**GIVEN DATA**:

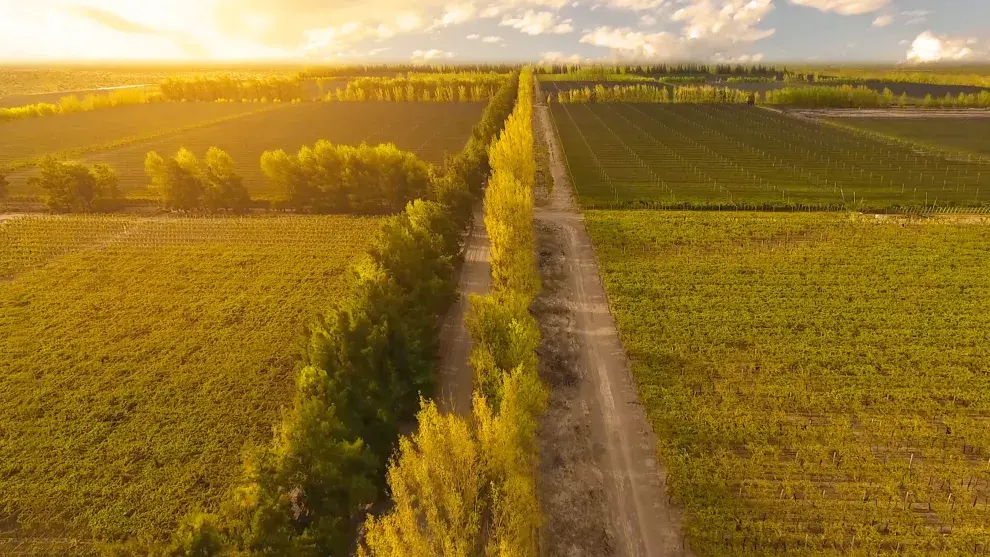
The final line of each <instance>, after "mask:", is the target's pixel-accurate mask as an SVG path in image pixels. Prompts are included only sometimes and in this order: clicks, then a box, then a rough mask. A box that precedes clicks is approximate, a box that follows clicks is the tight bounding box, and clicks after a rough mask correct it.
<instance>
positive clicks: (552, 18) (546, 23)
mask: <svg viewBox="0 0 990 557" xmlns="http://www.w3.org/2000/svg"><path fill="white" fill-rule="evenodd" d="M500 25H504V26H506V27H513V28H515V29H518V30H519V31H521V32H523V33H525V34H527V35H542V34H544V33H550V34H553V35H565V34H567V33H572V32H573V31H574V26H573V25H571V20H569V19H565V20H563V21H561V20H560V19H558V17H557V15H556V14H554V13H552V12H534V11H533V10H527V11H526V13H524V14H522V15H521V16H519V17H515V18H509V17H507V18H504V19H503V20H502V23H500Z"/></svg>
* * *
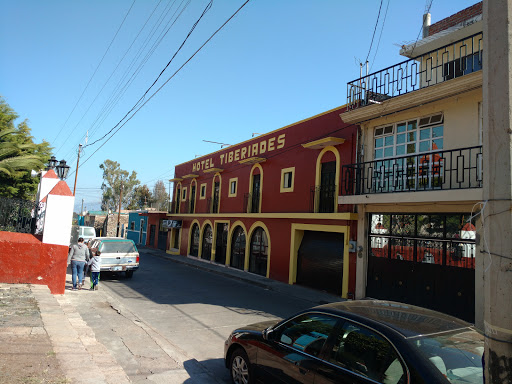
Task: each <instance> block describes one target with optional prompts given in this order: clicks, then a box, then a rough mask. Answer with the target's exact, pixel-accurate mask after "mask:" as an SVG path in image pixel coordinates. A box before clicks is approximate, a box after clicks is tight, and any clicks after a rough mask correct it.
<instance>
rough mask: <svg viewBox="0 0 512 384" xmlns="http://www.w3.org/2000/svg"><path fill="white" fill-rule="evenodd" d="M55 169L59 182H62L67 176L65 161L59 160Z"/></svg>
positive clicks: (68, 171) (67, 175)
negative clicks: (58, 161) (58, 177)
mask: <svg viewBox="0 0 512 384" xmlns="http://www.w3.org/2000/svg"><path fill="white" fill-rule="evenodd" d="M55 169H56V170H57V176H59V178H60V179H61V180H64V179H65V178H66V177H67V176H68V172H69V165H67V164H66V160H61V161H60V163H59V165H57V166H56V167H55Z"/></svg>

**WORK ITEM**: Copy out each line of the listing that contains the word "accurate".

**RESPONSE**:
The final line of each <instance>, after "mask:", is the target's pixel-accurate mask as an SVG path in image pixels. Prompts are included only sometimes and in this order: clicks, then a box, then a rough mask. A box that precedes clicks is approximate, a box that follows clicks is the tight bounding box, and clicks after a rough mask correct it.
Task: each <instance> block describes one target with optional prompts given in this order: clicks, then a box, then a rough mask. Answer with the target's exact, pixel-accurate mask after "mask:" as an SVG path in image pixel coordinates. A box before clicks is approximate, a box after clicks is tight, and any clicks after a rough mask correct it.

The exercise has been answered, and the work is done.